◆ **Fragmento del texto**:
━━━━━━━━
Durante esta segunda fase de la pandemia ha habido algunas actuaciones que han generado una cierta esperanza de que la severa situación de riesgo sanitario al que está sometido el conjunto de la población española podía cambiar algo las cosas. Un ejemplo de ello es el Plan de Respuesta Temprana en un escenario de control de la pandemia por COVID-19, que adoptaron por acuerdo unánime el Ministerio de Sanidad y la totalidad de las CCAA el 13 de Agosto, en el que se contenían una serie de medidas sanitarias de emergencia a adoptar por cada uno de los gobiernos autonómicos para evitar el descontrol de la pandemia. Que el acuerdo se alcanzase cuando ésta estaba ya descontrolada en muchos territorios, que las medidas incluidas fuesen limitadas, y que para su adopción no se estableciesen referencias concretas de niveles de riesgo mediante indicadores específicos para adoptar las medidas correspondientes en cada caso, no impide considerar el valor de esos acuerdos que, a grandes rasgos, fueron seguidos por las CCAA hasta la ruptura flagrante de los mismos en las últimas semanas por la Comunidad de Madrid.

Pero no se puede tampoco olvidar que el logro de esos acuerdos fue sólo secundario a la dotación de un Fondo específico COVID-19, dotado de 9.000 millones de euros no reembolsables a repartir entre las CCAA, cuya utilización, según la propia norma que lo creó, quedó bajo la responsabilidad exclusiva de las CCAA sin ningún control por parte del Estado. A día de hoy se dispone de informaciones suficientes de que la distribución de esos fondos a fines no sanitarios, o sanitarios no prioritarios para afrontar la pandemia, por parte de diferentes CCAA, en especial la de Madrid, provocó deficiencias notables en la adopción de las medidas prioritarias (refuerzo de la atención primaria y de los servicios de salud pública, para la detección de nuevos casos y el seguimiento de los contactos) para evitar  el descontrol de la misma.

De la misma manera, propuestas como la creación de una nueva  Agencia Nacional de Salud Pública con la finalidad de coordinar las políticas de salud en todo el territorio nacional carecen de respaldo legal adecuado en la situación actual del ejercicio de las competencias sanitarias sin una profunda modificación normativa y organizativa de los servicios sanitarios  (posible sin hacer cambios en la distribución constitucional de las competencias sanitarias), que permita al Gobierno central desarrollar la coordinación efectiva de los servicios autonómicos  y condicionar el  destino de, al menos una parte, de la financiación regional a fines sanitarios específicos.

En la situación normativa y organizativa actual de los servicios sanitarios, y mientras se mantengan las condiciones de financiación incondicionada por completo, y absoluta capacidad de decisión por parte de las CCAA en las materias sanitarias, no existen ninguna clase de incentivos para alcanzar objetivos y adoptar medidas comunes por los servicios autonómicos, ni siquiera en situaciones excepcionales como la pandemia actual.  

Por eso, a la vez que apoyamos una evaluación independiente y completa de las políticas desarrolladas por todas las administraciones durante la pandemia, creemos que esa evaluación debe hacer especial énfasis en la valoración de los mecanismos de coordinación entre los diferentes niveles de gobierno sanitario que existen y se han aplicado durante la misma, y  en la forma en que se deben reforzar esos mecanismos para evitar los problemas de esa naturaleza que se han puesto en evidencia  durante ella, que, ante nuevas situaciones similares que se puedan plantear en el futuro, no se pueden repetir.
━━━━━━━━
◆ **Material de partida**:

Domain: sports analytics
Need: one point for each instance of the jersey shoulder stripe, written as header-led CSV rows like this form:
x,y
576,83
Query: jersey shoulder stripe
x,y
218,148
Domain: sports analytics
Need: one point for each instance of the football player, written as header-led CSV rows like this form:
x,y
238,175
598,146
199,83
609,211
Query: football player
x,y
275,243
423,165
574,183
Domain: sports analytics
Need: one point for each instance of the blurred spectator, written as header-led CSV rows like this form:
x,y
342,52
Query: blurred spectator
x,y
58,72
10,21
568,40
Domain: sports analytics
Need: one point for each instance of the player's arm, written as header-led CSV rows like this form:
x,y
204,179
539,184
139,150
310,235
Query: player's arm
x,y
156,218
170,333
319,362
━━━━━━━━
◆ **Tareas a realizar**:
1. Según el fragmento del texto, ¿con cuánto dinero se dotó el Fondo específico COVID-19?
2. Enumera las limitaciones que el fragmento del texto atribuye al acuerdo del 13 de agosto sobre el Plan de Respuesta Temprana.
3. Reproduce el pasaje del fragmento del texto que empieza en "De la misma manera, propuestas" y acaba en "fines sanitarios específicos.", renombrando "Agencia Nacional de Salud Pública" como "Autoridad Estatal de Salud Pública".

◆ **Respuestas por punto**:
1. Con 9.000 millones de euros no reembolsables a repartir entre las CCAA.

2.
- El acuerdo se alcanzó cuando la pandemia ya estaba descontrolada en muchos territorios.
- Las medidas incluidas fueron limitadas.
- Para adoptarlas no se establecieron referencias concretas de niveles de riesgo mediante indicadores específicos.

3.
De la misma manera, propuestas como la creación de una nueva  Autoridad Estatal de Salud Pública con la finalidad de coordinar las políticas de salud en todo el territorio nacional carecen de respaldo legal adecuado en la situación actual del ejercicio de las competencias sanitarias sin una profunda modificación normativa y organizativa de los servicios sanitarios  (posible sin hacer cambios en la distribución constitucional de las competencias sanitarias), que permita al Gobierno central desarrollar la coordinación efectiva de los servicios autonómicos  y condicionar el  destino de, al menos una parte, de la financiación regional a fines sanitarios específicos.